Tasks for this exercise —
**A)** Repeat the passage of the Commission's reasons for decision between "2.    On March" and "in the matter.", inclusive.
**B)** Translate this sentence from the Commission's reasons for decision into French: "On March 16, 2015, an Amended Statement of Allegations was issued by the Commission against Lead."
**C)** According to the Commission's reasons for decision, under what exhibit number was Neufeld's expert report entered?

Hearings and Proceedings

Decision Information

Decision Content

March 23, 2020

 

 

 

 

IN THE MATTER OF:                       THE REAL ESTATE BROKERS ACT

 

 

-and-

 

 

IN THE MATTER OF:                       LEAD PROPERTY MANAGEMENT INC.

 

 

 

-----------------------------------------------------------------------------------------------------------------

REASONS FOR DECISION
ON MOTION FOR DISCLOSURE OF
THE MANITOBA SECURITIES COMMISSION

-----------------------------------------------------------------------------------------------------------------

 

Dates motion argued:  February 19 and March 12, 2020

 

 

 

Panel:

            Panel Chair:

Ms. L.A. Vincent

            Member:                    

Mr. D.A. Huberdeau-Reid

 

 

Appearances:

Ms. K.G.R. Laycock

)

Counsel for Commission Staff

Mr. J.B. Kroft

Ms. A.L. Kaufmann

)

Counsel for the Manitoba Real Estate Association


 

Background Facts

 

 

1.    On June 23, 2014, a Notice of Hearing and a Statement of Allegations were issued by the Manitoba Securities Commission (“Commission”) against Lead Property Management Inc. (“Lead”).

 

2.    On March 16, 2015, an Amended Statement of Allegations was issued by the Commission against Lead.

 

3.    On May 29, 2015, a hearing panel of the Commission decided, on a motion brought by the Manitoba Real Estate Association (“MREA”) to grant the MREA status as a party in the matter.

 

4.    On November 20, 2019 a hearing panel of the Commission, comprised of different Commissioners than this hearing panel, considered a settlement agreement between Staff of the Commission and Lead. The settlement agreement was accepted by that hearing panel. The settlement agreement was not disclosed to MREA prior to its acceptance by the separate hearing panel and MREA had no involvement in the terms and provisions of that settlement agreement.

 

5.    On January 13, 2020, this hearing panel of the Commission (“Panel”) commenced the hearing of the matter (“Hearing”), which, due to the settlement referenced above, includes as parties Staff of the Commission (“Staff”) and the MREA.

 

6.    Counsel for Staff called Victor George Neufeld (“Neufeld”) as an expert witness. 

 

7.    The expert report (“Report”) of Neufeld was entered as Exhibit #18.  Section 4.1 of the Report lists the “Information Relied Upon”.  That information is not detailed by document, but rather is set out in five bullet points that include many documents and information.  Two of the bullet points include documents and information that have not been filed as exhibits to the Hearing and have not been disclosed to MREA.

 

8.    Neufeld began his testimony on January 13, 2020.  On January 15, 2020, during the cross examination of Neufeld, Counsel for MREA requested additional disclosure of documents and information from Neufeld.

Items —
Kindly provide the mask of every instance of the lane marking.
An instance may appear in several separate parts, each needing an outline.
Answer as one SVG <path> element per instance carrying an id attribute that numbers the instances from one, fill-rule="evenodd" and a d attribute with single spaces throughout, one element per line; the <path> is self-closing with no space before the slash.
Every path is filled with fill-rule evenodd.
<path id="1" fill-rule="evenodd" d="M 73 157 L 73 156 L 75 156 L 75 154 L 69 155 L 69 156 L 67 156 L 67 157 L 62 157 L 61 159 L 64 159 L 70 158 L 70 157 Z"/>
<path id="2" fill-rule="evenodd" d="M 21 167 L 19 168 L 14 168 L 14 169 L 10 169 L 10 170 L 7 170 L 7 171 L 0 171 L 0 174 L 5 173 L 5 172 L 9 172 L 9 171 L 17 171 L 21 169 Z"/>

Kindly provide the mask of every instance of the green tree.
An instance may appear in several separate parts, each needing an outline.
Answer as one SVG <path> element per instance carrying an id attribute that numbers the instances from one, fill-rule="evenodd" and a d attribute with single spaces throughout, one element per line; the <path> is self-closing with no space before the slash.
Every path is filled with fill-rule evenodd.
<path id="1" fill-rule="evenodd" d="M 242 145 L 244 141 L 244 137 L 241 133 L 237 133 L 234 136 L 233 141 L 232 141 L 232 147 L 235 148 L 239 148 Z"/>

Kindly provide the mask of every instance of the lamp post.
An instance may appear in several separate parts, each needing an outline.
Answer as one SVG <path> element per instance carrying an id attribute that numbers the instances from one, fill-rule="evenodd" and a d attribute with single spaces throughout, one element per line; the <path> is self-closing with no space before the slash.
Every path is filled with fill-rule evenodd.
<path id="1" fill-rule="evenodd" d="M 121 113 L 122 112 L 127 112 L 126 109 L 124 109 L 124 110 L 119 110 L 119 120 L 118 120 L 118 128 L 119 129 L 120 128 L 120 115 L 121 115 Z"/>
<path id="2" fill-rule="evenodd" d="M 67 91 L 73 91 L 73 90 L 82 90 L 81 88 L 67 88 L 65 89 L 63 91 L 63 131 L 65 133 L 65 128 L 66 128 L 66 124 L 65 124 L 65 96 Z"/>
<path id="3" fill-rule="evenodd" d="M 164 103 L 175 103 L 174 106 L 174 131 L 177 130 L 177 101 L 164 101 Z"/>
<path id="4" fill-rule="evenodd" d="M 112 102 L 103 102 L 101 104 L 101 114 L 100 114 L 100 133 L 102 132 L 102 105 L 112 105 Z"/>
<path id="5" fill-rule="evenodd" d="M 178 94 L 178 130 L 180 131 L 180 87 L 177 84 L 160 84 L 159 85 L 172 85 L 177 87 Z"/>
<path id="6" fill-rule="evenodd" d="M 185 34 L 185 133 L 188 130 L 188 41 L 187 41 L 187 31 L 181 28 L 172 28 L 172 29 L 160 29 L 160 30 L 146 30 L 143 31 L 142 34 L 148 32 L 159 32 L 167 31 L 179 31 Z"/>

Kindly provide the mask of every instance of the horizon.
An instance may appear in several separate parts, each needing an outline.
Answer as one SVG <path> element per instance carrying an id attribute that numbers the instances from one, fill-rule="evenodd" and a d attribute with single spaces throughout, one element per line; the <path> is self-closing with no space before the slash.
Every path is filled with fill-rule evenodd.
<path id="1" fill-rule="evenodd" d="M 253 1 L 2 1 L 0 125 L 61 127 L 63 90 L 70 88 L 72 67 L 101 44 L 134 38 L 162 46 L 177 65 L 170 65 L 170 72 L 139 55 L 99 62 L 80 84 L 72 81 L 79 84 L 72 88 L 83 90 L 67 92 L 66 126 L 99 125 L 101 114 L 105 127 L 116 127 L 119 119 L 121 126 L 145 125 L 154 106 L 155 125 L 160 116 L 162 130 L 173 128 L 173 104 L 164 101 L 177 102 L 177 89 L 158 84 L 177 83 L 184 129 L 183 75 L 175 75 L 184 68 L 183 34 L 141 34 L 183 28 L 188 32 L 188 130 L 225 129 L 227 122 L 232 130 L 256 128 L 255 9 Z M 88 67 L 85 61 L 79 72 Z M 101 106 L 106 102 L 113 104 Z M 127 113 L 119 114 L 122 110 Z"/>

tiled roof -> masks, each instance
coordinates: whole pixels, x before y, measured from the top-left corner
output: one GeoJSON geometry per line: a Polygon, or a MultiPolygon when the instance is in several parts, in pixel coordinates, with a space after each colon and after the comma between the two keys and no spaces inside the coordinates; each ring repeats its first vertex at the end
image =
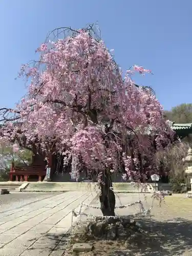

Answer set —
**A)**
2.    On March 16, 2015, an Amended Statement of Allegations was issued by the Commission against Lead.

 

3.    On May 29, 2015, a hearing panel of the Commission decided, on a motion brought by the Manitoba Real Estate Association (“MREA”) to grant the MREA status as a party in the matter.

**B)** Le 16 mars 2015, un énoncé des allégations modifié a été délivré par la Commission contre Lead.

**C)** Exhibit #18